WHAT IS EXPECTED:
Locate each line below that contains the string "jersey", and copy every one of those lines. Matching is case-sensitive.

** start INFORMATION GIVEN **

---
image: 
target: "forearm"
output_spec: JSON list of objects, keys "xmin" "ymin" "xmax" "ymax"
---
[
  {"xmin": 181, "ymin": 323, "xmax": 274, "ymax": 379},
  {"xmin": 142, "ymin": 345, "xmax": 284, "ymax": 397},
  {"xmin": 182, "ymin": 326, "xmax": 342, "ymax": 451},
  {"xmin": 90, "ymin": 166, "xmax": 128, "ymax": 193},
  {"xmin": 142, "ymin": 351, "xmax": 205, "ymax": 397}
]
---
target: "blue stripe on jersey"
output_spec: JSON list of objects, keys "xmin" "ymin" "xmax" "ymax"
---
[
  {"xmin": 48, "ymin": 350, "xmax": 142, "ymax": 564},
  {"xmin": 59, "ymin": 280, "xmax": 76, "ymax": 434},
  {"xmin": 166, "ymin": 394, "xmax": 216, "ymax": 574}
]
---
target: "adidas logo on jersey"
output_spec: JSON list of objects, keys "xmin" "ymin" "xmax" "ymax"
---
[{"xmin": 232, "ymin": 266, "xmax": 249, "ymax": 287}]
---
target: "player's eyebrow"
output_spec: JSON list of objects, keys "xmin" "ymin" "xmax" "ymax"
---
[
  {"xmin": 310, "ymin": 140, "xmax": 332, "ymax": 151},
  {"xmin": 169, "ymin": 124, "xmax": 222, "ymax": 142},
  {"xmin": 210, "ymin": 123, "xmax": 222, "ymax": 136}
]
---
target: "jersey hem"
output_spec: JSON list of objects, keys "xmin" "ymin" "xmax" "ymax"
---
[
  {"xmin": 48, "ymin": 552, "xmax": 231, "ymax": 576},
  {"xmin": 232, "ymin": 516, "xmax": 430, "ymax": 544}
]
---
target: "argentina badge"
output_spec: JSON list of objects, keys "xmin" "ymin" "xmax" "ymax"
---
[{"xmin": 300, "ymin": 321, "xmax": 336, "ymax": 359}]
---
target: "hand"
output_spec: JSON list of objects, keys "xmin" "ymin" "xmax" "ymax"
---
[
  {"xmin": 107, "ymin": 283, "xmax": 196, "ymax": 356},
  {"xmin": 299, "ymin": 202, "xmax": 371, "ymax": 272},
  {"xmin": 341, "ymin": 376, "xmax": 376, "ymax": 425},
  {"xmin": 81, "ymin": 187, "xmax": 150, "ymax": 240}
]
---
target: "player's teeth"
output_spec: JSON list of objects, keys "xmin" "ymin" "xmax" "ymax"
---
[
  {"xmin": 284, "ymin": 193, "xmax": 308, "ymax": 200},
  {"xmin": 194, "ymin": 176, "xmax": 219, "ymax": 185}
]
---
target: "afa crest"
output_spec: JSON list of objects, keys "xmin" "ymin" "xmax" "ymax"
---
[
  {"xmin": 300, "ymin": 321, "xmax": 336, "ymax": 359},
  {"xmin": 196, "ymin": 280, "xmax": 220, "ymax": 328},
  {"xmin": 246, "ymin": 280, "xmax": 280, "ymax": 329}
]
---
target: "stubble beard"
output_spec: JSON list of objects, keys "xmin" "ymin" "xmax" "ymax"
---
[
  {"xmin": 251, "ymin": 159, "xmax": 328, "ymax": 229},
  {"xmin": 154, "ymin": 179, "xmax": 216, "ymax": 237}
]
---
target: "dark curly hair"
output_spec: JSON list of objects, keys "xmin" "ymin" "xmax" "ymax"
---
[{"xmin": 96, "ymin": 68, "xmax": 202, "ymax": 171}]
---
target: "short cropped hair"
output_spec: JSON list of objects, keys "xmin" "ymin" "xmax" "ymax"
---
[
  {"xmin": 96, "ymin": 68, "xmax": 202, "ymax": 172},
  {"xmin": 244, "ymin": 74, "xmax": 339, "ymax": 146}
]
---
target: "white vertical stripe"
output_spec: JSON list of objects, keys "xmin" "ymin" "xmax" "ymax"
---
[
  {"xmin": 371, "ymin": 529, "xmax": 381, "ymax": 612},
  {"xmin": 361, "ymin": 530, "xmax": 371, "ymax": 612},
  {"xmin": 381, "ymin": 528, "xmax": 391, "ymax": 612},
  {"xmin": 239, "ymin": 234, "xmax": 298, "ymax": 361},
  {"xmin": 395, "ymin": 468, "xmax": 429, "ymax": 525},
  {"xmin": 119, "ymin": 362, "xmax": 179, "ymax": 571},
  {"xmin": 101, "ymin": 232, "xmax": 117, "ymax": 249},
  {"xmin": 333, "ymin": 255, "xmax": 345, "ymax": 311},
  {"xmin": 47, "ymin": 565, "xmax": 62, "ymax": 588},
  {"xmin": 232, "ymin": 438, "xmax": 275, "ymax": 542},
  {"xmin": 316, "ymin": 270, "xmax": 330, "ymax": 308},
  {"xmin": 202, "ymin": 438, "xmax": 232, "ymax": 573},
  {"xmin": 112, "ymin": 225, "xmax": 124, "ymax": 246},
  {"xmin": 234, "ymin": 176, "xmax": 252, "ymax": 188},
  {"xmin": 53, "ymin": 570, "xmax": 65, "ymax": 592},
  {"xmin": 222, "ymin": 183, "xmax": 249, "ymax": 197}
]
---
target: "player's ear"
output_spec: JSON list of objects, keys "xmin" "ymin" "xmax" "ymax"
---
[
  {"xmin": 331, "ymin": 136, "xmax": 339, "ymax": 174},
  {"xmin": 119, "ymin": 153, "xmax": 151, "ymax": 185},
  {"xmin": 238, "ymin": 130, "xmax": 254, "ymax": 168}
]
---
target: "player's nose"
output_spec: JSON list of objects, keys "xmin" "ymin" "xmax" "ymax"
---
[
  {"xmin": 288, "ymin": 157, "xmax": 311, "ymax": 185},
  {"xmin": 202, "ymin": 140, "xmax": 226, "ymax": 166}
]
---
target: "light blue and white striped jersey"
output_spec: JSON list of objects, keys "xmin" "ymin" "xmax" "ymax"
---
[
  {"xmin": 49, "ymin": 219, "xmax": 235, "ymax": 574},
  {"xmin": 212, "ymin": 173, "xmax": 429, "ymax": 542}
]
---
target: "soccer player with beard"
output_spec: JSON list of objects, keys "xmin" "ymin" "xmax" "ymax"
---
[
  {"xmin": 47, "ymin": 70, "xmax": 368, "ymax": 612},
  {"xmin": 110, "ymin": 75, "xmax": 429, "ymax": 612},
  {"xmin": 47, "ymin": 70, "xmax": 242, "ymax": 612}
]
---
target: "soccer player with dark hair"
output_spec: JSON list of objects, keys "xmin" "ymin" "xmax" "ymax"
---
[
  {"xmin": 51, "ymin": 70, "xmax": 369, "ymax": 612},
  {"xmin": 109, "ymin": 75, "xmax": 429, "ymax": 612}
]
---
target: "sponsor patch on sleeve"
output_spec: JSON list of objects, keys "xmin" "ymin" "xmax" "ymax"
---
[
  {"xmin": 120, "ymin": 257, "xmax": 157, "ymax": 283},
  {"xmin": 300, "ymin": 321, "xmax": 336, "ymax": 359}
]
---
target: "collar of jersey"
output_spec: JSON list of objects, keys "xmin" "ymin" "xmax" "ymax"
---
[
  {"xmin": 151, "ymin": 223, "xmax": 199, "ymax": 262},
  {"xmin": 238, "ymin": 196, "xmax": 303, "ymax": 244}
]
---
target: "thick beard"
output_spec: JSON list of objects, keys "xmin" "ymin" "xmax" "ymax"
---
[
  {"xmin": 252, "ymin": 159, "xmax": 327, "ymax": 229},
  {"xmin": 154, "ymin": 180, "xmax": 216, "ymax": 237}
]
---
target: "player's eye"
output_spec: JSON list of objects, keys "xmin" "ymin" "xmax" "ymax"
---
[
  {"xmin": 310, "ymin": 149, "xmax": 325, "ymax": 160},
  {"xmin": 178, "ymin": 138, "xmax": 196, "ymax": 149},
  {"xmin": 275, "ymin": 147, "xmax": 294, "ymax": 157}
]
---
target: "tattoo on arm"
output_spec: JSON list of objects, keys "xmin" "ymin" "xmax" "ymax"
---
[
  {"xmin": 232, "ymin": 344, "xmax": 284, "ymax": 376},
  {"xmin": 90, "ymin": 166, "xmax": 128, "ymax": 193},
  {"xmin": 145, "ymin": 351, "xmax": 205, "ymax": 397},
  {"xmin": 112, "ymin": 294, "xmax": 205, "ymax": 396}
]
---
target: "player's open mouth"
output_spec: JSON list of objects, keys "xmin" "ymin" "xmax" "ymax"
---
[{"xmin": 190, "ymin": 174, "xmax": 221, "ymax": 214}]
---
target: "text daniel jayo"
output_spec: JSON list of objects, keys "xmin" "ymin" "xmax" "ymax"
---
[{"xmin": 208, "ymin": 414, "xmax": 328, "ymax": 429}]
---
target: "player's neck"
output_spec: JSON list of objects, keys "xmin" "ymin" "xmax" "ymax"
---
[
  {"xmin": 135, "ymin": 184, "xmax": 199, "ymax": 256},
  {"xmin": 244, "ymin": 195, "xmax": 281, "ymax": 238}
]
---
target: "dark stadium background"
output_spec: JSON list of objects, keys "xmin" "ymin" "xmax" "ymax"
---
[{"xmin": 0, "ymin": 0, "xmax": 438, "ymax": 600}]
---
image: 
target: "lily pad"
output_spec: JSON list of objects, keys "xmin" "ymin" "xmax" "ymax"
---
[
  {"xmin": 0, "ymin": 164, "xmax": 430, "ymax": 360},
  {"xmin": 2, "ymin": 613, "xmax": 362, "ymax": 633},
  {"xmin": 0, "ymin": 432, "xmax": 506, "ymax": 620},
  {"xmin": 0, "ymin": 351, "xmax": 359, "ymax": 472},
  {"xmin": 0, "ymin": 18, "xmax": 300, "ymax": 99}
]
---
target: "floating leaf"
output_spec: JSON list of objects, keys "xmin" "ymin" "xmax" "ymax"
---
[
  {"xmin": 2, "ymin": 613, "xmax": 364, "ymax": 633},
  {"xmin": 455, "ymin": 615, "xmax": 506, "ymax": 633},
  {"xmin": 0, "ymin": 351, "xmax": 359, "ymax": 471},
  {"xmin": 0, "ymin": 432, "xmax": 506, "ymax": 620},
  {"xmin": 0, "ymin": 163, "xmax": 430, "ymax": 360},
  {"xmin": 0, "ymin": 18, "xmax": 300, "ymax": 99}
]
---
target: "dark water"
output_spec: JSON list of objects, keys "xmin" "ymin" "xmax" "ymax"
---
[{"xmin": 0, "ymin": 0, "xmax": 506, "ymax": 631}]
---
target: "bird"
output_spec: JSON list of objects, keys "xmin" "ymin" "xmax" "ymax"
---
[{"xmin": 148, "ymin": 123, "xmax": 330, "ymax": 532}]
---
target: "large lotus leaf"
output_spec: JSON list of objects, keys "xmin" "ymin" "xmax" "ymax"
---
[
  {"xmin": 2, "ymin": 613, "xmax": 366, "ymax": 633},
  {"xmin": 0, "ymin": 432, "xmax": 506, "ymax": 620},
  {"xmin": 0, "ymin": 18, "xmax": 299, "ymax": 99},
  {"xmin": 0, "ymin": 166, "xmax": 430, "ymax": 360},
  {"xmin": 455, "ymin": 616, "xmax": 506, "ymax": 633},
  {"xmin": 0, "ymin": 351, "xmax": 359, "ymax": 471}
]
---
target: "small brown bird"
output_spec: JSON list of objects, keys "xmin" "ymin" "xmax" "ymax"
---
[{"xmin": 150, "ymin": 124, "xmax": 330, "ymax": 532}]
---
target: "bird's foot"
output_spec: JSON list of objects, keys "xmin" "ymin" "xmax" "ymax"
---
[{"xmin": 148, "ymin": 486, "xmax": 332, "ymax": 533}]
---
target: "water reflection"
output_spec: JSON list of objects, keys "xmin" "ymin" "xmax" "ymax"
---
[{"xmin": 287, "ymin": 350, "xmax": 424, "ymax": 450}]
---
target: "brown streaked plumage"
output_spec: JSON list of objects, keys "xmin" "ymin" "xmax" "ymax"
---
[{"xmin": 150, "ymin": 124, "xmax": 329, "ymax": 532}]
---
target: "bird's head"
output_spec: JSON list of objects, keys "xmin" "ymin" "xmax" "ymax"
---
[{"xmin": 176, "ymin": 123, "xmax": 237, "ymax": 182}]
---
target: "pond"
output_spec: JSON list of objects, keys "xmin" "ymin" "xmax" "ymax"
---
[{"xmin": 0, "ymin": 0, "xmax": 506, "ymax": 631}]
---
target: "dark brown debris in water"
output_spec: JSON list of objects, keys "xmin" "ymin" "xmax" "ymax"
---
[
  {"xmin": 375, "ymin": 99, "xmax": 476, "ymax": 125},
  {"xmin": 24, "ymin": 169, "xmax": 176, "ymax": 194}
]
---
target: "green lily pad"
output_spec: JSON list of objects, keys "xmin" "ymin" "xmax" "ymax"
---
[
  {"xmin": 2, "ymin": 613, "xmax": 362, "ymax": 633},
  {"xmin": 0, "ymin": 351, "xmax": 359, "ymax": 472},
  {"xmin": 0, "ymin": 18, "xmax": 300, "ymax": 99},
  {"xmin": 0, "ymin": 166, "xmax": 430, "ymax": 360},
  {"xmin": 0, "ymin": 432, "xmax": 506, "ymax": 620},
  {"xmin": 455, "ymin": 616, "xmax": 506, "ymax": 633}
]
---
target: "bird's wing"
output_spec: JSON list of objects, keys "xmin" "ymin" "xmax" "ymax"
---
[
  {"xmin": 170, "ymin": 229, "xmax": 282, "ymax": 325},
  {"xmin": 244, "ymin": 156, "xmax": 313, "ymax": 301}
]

** end INFORMATION GIVEN **

SOLUTION FOR THIS EXERCISE:
target: "blue stripe on jersey"
target: "adidas logo on jersey"
target: "jersey hem"
target: "light blue and white striped jersey"
target: "collar of jersey"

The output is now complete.